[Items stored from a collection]

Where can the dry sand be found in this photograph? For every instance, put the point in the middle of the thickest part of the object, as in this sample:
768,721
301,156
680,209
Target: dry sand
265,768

--

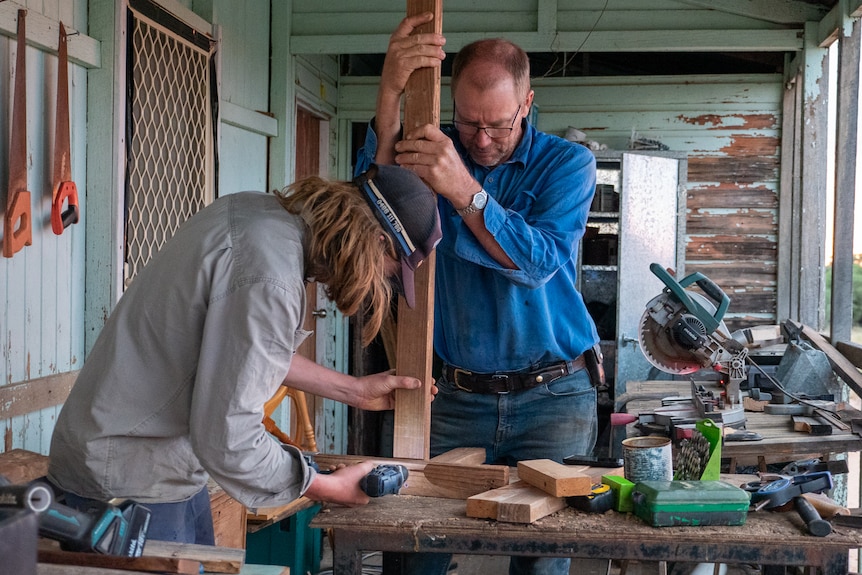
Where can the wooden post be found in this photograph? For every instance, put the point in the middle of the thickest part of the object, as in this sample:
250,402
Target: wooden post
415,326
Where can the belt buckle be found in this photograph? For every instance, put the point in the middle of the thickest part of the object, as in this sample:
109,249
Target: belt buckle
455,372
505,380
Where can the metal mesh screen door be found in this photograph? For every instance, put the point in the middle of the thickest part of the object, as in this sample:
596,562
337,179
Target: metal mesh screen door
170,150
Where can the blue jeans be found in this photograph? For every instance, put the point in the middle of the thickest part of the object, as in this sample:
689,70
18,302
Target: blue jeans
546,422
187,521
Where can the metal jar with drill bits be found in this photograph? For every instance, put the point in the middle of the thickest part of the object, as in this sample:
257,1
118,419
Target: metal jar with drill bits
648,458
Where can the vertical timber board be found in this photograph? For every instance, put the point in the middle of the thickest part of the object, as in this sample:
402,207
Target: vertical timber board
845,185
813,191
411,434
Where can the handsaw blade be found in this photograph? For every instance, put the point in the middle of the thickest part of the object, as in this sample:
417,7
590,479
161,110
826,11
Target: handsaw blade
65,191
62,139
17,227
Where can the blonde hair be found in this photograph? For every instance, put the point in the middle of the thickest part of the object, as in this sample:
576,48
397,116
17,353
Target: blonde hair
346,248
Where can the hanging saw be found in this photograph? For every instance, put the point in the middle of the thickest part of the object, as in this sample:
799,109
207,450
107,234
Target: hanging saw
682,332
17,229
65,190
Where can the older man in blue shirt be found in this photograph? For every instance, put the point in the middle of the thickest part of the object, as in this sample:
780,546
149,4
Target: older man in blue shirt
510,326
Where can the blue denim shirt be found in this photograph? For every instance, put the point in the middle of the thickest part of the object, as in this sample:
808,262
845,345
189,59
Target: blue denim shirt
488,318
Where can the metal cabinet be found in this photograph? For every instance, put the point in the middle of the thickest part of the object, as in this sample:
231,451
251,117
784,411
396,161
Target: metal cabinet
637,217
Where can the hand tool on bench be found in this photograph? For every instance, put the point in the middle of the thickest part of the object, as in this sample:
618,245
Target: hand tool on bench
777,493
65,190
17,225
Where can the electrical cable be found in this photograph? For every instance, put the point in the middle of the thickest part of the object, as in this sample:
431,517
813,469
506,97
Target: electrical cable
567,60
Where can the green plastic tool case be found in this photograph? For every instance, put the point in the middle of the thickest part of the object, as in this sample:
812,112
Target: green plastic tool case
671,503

...

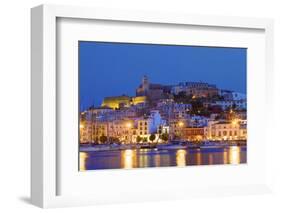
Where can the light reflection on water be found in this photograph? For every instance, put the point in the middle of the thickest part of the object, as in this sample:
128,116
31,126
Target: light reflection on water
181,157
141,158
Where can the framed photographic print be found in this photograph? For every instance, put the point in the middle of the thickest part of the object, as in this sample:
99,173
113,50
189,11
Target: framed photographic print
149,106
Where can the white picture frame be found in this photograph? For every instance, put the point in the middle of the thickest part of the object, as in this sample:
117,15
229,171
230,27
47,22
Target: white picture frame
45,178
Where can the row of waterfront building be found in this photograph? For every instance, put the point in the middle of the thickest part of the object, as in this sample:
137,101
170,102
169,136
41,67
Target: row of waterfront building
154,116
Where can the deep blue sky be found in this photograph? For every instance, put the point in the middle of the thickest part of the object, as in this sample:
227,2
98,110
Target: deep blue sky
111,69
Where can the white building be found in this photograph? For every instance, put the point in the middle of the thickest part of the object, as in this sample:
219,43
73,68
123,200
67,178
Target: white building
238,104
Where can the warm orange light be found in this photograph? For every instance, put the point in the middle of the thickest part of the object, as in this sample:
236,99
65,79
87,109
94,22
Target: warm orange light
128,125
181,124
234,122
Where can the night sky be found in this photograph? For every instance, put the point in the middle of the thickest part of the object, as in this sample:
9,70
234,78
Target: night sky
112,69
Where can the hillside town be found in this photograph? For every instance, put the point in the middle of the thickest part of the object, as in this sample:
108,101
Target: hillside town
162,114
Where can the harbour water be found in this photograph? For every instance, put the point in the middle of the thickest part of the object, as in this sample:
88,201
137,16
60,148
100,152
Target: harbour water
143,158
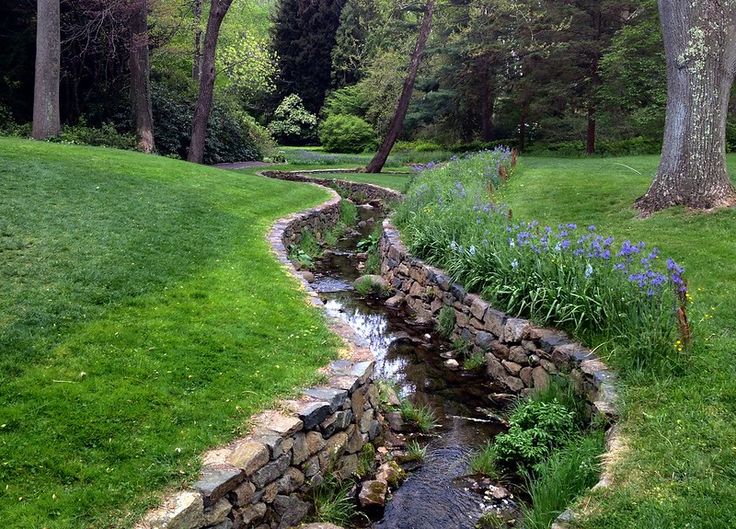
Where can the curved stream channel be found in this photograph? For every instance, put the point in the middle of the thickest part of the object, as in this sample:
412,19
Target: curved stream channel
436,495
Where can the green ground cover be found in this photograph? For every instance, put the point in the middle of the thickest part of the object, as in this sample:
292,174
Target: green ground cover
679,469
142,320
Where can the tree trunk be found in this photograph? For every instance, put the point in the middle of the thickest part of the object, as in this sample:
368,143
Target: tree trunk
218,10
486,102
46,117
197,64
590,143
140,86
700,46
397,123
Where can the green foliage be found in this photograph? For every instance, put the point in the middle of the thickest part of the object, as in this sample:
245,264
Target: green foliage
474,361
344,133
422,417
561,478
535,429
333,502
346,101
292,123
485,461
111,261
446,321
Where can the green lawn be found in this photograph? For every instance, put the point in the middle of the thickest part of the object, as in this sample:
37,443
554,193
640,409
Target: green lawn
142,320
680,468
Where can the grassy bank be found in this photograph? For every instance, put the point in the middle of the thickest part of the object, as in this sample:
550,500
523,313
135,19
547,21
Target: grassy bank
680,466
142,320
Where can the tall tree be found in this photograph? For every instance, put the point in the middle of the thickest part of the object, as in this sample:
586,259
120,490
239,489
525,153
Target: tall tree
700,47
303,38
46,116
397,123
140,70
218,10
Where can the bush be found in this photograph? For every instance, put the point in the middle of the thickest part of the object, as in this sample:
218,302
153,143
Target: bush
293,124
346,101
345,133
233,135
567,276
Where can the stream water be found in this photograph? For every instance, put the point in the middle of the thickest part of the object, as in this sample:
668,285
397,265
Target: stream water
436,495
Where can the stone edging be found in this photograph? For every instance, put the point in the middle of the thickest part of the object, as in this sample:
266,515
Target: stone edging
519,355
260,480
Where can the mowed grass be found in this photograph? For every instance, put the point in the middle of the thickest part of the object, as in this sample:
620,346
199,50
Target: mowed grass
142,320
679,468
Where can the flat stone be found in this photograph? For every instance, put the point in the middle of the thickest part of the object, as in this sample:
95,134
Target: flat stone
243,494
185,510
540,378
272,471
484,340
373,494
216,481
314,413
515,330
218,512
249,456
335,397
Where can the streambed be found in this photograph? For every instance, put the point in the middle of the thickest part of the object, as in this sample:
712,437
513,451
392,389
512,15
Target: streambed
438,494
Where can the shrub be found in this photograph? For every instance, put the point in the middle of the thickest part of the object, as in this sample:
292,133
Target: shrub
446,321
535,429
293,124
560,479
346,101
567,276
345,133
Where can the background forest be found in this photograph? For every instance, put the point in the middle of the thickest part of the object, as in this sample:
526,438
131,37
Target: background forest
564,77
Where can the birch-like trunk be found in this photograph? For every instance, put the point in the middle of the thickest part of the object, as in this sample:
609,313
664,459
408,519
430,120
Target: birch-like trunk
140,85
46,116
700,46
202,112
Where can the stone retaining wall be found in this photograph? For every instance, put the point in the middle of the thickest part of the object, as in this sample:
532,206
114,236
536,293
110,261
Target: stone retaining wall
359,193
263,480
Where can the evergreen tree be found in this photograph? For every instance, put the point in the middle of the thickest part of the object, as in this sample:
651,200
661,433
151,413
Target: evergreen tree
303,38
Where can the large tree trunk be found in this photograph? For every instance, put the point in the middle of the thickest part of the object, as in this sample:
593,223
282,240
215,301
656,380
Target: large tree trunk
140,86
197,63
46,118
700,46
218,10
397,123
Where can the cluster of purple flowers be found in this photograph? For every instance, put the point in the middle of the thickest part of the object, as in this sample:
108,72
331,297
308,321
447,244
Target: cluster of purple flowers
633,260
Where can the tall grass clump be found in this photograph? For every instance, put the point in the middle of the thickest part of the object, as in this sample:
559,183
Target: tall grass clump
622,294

▶ Task details: Tally the lines of the items above that contain the string "cabinet", matching case exactly, and give only the number.

▶ Full response: 2